Aufgabe:
Schreibe den Abschnitt des Textauszugs beginnend bei "# AiO oder besser" und endend bei "Basteldrang einen Morpheus." um, wobei du "Ryzen 7 2700" durch "Ryzen 5 2600" ersetzt.
#### Textauszug ####
# AiO oder besser auf Luft bleiben?



## JonnyWho (18. Juli 2018)

Guten Abend,

ich spiele derzeit mit dem Gedanken meine Kühlung im PC etwas zu optimieren. Aktuell habe ich einen Ryzen 7 2700 mit dem Kühler der dabei war verbaut und eine 1080 Blower GPU in meinem PC. Jetzt überlege ich umzurüsten und habe mir folgende 2 Möglichkeiten überlegt

*Möglichkeit 1:*
Als CPU Kühler den Ben Nevis Advanced und als GPU Kühler einen Arctic Accelero Xtreme IV oder eventuell bei viel Basteldrang einen Morpheus. 
Kostenpunkt: ca 90€

*Möglichkeit 2:*
Silent Loop 360 oder 240 AiO für die CPU an der Front montiert und für die GPU eine Hybrid Kühlung von EVGA oder eine Lösung von alphacool Eiswolf mit 120er Radiator am heck montiert oder 240er Radiator oben am Gehäuse montiert.
Kostenpunkt: ca 200€ oder mehr

Bei Möglichkeit 1 hätte in der Front 3 120er Noctua Lüfter und einen 120er hinten und oben jeweils um die warme Luft wieder abzuführen. Bei Möglichkeit 2 hätte ich jeweils 2 bzw auch 3 Lüfter auf dem Radiator und zusätzlich hinten oder oben am Gehäuse einen Lüfter um die Warme Luft abzuführen. Die Frage ist jetzt aber, was wohl effektiver ist? Aus Kostensicht ist Möglichkeit 1 besser, aber ist aus Kühlsicht und aus Lautstärke Sicht Mögiichkeit 2 nicht die bessere Lösung? Man liest in Foren soviel wirres Zueg über AiO und auch oft das sie keine Luftkühlung ersetzen kann wenn diese gut ist. Aber ich dachte ich frag hier mal nach ob wer andere Erfahrungen hat. Bin jedenfalls dankbar für jeden Tipp.

Schönen Abend wünsche ich


----------



## HGHarti (18. Juli 2018)

Sehe bei 2 das Problem das du warme Luft ins Gehäuse bekommst.
#### Datenauszug ####
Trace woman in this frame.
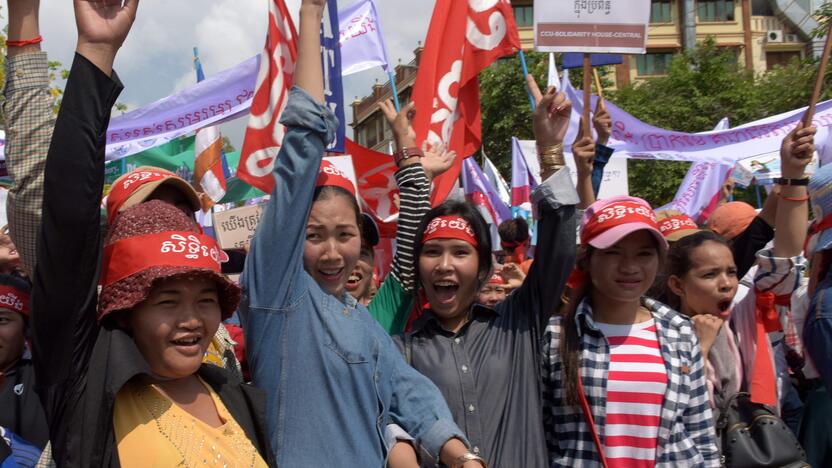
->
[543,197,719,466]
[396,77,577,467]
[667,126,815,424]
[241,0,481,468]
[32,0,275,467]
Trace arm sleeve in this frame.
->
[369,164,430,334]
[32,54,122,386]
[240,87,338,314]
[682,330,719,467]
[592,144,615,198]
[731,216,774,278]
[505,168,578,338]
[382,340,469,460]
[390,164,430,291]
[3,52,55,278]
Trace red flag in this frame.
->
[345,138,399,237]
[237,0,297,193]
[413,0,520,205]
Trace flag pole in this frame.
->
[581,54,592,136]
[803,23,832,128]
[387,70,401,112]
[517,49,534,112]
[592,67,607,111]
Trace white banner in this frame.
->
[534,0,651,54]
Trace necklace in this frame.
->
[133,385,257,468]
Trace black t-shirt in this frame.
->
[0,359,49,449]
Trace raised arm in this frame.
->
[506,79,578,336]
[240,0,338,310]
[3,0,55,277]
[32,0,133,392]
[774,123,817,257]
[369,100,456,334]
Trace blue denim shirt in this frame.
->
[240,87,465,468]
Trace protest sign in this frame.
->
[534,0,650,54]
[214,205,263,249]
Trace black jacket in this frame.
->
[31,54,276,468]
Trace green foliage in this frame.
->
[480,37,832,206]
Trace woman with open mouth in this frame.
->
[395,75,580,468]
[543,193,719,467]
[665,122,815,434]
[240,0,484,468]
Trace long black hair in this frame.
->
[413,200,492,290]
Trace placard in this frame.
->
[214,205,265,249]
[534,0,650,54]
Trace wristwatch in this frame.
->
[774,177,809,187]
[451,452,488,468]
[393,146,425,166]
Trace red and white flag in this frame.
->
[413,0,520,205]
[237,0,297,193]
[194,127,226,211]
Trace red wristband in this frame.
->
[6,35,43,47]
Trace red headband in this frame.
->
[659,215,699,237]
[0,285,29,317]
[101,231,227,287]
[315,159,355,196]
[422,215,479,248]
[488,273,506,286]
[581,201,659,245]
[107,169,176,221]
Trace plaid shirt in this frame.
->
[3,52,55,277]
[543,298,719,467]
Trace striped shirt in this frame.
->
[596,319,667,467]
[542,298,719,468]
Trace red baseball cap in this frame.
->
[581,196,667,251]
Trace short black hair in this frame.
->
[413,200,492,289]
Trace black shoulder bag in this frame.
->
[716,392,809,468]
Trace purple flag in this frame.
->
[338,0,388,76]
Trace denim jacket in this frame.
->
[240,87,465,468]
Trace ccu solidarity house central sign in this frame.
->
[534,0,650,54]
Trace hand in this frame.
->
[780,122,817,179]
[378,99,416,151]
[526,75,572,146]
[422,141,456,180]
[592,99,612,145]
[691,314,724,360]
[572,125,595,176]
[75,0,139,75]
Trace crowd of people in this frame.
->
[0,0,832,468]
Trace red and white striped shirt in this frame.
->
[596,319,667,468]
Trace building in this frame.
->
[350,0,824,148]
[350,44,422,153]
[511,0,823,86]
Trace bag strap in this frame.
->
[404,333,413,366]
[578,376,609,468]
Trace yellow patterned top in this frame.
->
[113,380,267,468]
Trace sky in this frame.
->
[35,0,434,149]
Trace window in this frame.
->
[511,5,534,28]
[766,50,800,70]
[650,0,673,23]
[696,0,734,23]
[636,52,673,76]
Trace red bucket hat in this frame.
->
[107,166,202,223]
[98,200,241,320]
####
#### Datenauszug ####
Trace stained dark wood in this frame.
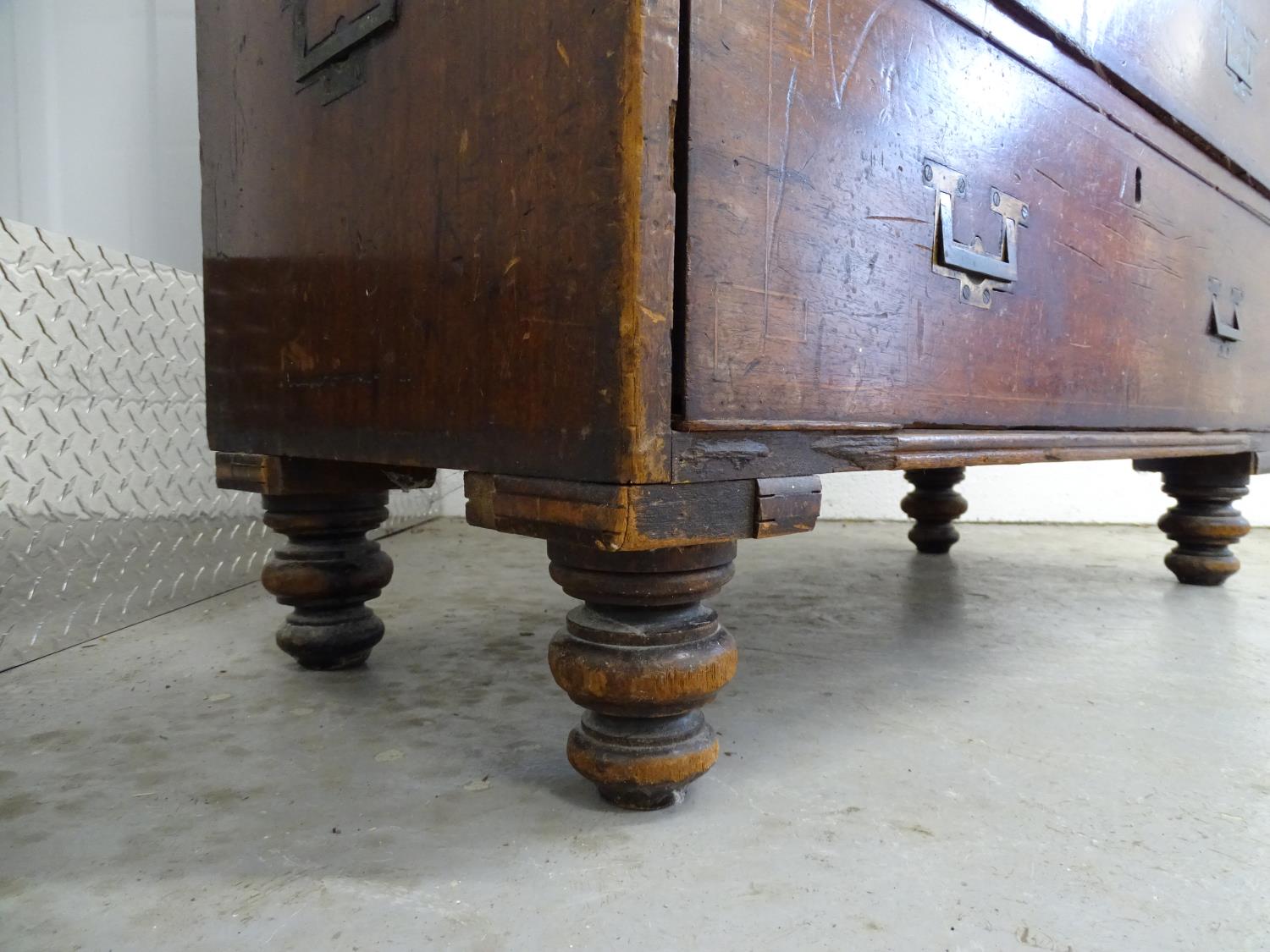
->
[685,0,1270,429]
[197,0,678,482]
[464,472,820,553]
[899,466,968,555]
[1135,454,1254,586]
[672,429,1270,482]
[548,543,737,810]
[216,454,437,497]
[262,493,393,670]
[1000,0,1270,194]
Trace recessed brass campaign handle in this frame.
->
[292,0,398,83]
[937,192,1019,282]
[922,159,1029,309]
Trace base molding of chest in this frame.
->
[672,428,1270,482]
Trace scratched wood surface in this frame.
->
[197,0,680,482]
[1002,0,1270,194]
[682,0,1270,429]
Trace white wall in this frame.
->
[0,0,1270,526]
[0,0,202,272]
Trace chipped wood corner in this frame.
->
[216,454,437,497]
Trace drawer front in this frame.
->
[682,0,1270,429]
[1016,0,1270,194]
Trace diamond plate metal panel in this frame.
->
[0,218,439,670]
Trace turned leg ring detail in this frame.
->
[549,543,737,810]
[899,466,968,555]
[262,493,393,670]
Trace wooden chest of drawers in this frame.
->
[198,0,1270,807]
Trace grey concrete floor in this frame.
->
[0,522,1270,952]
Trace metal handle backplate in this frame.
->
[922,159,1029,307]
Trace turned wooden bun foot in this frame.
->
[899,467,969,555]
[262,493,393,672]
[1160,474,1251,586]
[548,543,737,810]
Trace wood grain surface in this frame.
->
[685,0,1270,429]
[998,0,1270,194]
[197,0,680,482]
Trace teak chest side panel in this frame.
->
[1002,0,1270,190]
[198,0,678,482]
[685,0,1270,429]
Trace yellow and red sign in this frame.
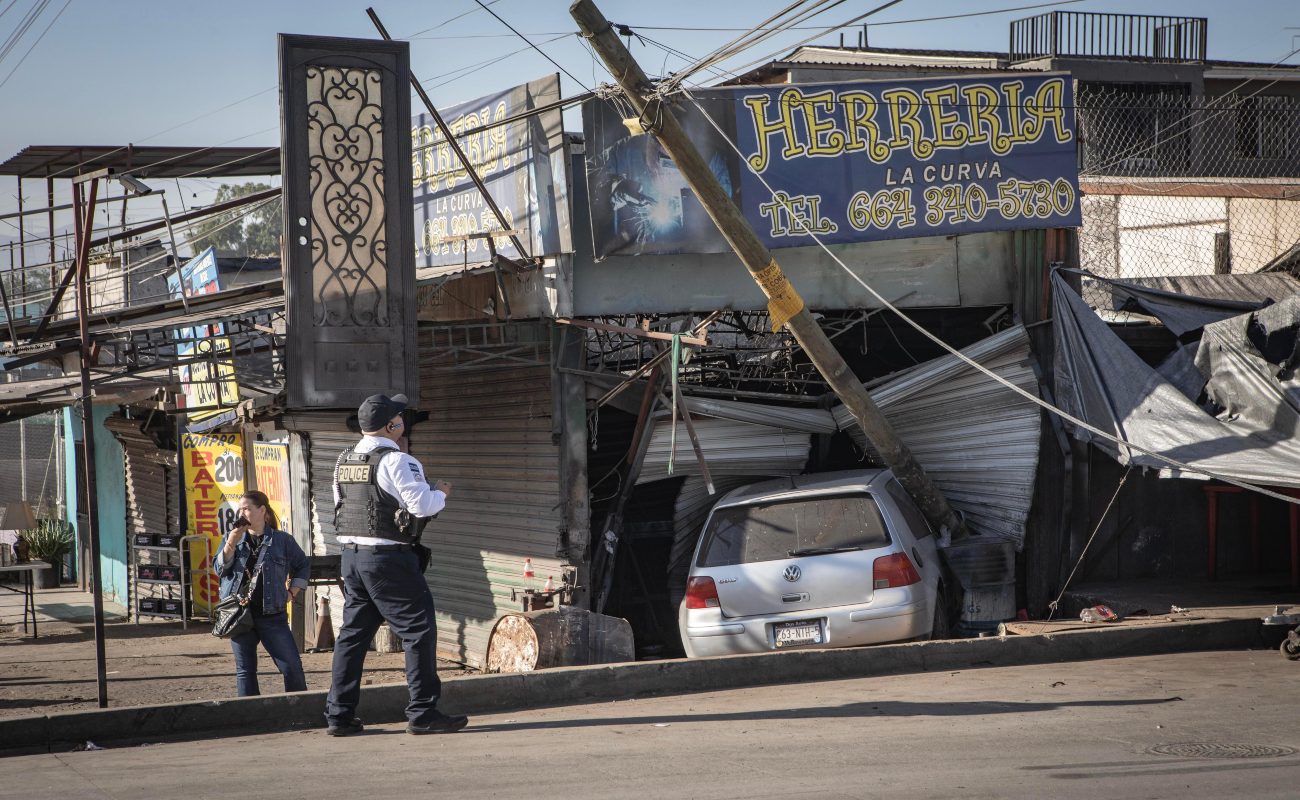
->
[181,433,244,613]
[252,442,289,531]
####
Lösung:
# AiO oder besser auf Luft bleiben?



## JonnyWho (18. Juli 2018)

Guten Abend,

ich spiele derzeit mit dem Gedanken meine Kühlung im PC etwas zu optimieren. Aktuell habe ich einen Ryzen 5 2600 mit dem Kühler der dabei war verbaut und eine 1080 Blower GPU in meinem PC. Jetzt überlege ich umzurüsten und habe mir folgende 2 Möglichkeiten überlegt

*Möglichkeit 1:*
Als CPU Kühler den Ben Nevis Advanced und als GPU Kühler einen Arctic Accelero Xtreme IV oder eventuell bei viel Basteldrang einen Morpheus.